## Your goal
Extract from the listing below every line that contains the word "negative", and reproduce each such line in the order in which it appears.

## Data for processing
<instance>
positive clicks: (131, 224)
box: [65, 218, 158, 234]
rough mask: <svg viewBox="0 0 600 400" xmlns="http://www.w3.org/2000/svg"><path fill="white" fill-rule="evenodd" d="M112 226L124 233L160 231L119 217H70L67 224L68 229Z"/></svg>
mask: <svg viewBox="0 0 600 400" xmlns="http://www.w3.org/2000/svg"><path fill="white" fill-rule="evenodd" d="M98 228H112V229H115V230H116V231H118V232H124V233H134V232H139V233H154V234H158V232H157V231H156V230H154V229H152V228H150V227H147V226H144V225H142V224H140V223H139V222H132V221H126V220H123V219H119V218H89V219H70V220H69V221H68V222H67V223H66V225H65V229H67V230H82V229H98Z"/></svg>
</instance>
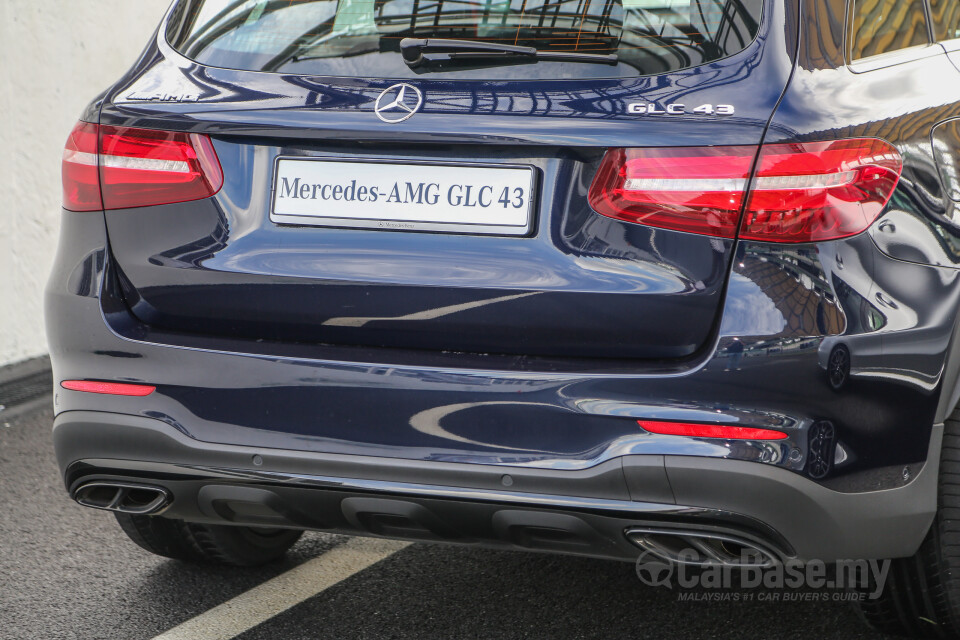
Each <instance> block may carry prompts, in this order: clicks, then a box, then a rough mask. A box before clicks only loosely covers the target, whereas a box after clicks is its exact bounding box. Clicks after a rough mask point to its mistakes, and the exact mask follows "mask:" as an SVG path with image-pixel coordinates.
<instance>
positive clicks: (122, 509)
mask: <svg viewBox="0 0 960 640" xmlns="http://www.w3.org/2000/svg"><path fill="white" fill-rule="evenodd" d="M171 498H172V497H171V495H170V492H169V491H167V490H166V489H164V488H163V487H154V486H150V485H144V484H131V483H127V482H105V481H97V482H88V483H87V484H84V485H81V486H80V487H79V488H77V489H76V491H74V492H73V499H74V500H75V501H76V502H77V503H78V504H81V505H83V506H85V507H92V508H94V509H105V510H106V511H119V512H120V513H129V514H132V515H154V514H157V513H160V512H161V511H163V510H164V509H165V508H166V507H167V506H168V505H169V504H170V502H171Z"/></svg>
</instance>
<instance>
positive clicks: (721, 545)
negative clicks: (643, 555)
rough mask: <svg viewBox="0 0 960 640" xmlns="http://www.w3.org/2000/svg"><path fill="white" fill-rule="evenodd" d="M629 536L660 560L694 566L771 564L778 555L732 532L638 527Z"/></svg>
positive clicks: (775, 561)
mask: <svg viewBox="0 0 960 640" xmlns="http://www.w3.org/2000/svg"><path fill="white" fill-rule="evenodd" d="M626 536H627V539H628V540H630V542H632V543H633V544H635V545H637V546H638V547H640V548H641V549H643V550H644V551H646V552H648V553H650V554H652V555H654V556H656V557H658V558H659V559H661V560H663V561H665V562H669V563H673V564H685V565H694V566H702V567H706V566H715V565H724V566H728V567H744V568H745V567H772V566H775V565H778V564H780V558H779V556H778V555H777V554H776V553H774V552H773V551H771V550H770V549H768V548H767V547H765V546H764V545H762V544H761V543H759V542H756V541H754V540H751V539H749V538H746V537H743V536H739V535H736V534H730V533H714V532H710V531H691V530H684V529H652V528H642V527H635V528H631V529H628V530H627V531H626Z"/></svg>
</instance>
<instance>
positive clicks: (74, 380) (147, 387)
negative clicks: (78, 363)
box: [60, 380, 157, 397]
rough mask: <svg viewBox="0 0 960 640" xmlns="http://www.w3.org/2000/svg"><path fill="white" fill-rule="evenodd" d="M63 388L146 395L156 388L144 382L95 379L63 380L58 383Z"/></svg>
mask: <svg viewBox="0 0 960 640" xmlns="http://www.w3.org/2000/svg"><path fill="white" fill-rule="evenodd" d="M60 386H61V387H63V388H64V389H70V390H71V391H85V392H87V393H106V394H108V395H111V396H138V397H142V396H148V395H150V394H151V393H153V392H154V391H156V390H157V388H156V387H151V386H149V385H145V384H125V383H122V382H97V381H96V380H64V381H63V382H61V383H60Z"/></svg>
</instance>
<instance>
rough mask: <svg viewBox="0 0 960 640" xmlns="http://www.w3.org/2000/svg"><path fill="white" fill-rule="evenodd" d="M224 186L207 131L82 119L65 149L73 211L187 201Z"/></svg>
mask: <svg viewBox="0 0 960 640" xmlns="http://www.w3.org/2000/svg"><path fill="white" fill-rule="evenodd" d="M98 138H99V140H98ZM221 186H223V171H222V170H221V168H220V161H219V159H217V154H216V151H214V148H213V143H212V142H211V141H210V138H209V137H208V136H205V135H200V134H195V133H178V132H170V131H155V130H152V129H134V128H129V127H109V126H101V127H98V126H97V125H93V124H88V123H85V122H81V123H79V124H78V125H77V126H76V127H75V128H74V130H73V133H71V134H70V138H69V139H68V140H67V145H66V149H65V150H64V155H63V194H64V196H63V206H64V208H65V209H69V210H71V211H96V210H100V209H108V210H109V209H129V208H133V207H146V206H151V205H160V204H173V203H176V202H187V201H190V200H199V199H202V198H209V197H210V196H212V195H215V194H216V193H217V192H218V191H220V187H221Z"/></svg>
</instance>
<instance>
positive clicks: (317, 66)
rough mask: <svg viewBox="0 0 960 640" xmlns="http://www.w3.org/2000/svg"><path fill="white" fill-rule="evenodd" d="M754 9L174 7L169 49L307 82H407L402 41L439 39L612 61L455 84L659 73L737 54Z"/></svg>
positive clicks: (578, 63)
mask: <svg viewBox="0 0 960 640" xmlns="http://www.w3.org/2000/svg"><path fill="white" fill-rule="evenodd" d="M762 3H763V0H246V1H243V0H180V2H179V4H178V5H177V7H176V8H175V10H174V13H173V15H172V18H171V20H170V22H169V24H168V27H167V40H168V41H169V42H170V44H171V45H172V46H173V47H174V48H175V49H176V50H177V51H179V52H180V53H181V54H183V55H184V56H186V57H188V58H190V59H192V60H195V61H197V62H199V63H201V64H205V65H209V66H216V67H226V68H234V69H245V70H252V71H272V72H277V73H295V74H306V75H327V76H352V77H377V78H396V77H400V78H411V77H416V76H417V75H418V74H417V72H416V71H415V70H413V69H410V68H408V67H407V65H406V64H405V63H404V61H403V58H402V57H401V55H400V41H401V40H402V39H403V38H449V39H456V40H470V41H480V42H490V43H497V44H506V45H517V46H526V47H534V48H536V49H537V50H539V51H549V52H576V53H597V54H615V55H616V56H617V61H616V65H611V64H599V63H594V62H576V63H574V62H567V61H562V62H561V61H546V60H544V61H540V62H537V63H535V64H513V65H504V66H493V65H484V66H483V68H475V69H469V70H464V69H458V68H454V69H452V70H450V71H438V70H433V69H431V71H430V73H429V75H430V76H439V77H449V76H450V75H451V74H455V76H456V77H460V78H464V77H466V78H487V79H509V78H544V79H546V78H549V79H553V78H559V79H562V78H591V77H631V76H639V75H649V74H660V73H666V72H670V71H676V70H679V69H684V68H687V67H693V66H696V65H700V64H703V63H706V62H710V61H712V60H717V59H719V58H723V57H726V56H729V55H732V54H734V53H737V52H739V51H742V50H743V49H744V48H746V47H747V45H748V44H750V42H751V41H752V40H753V39H754V37H755V36H756V34H757V30H758V28H759V22H760V11H761V5H762Z"/></svg>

## Response to this exercise
negative clicks: (643, 555)
negative clicks: (78, 363)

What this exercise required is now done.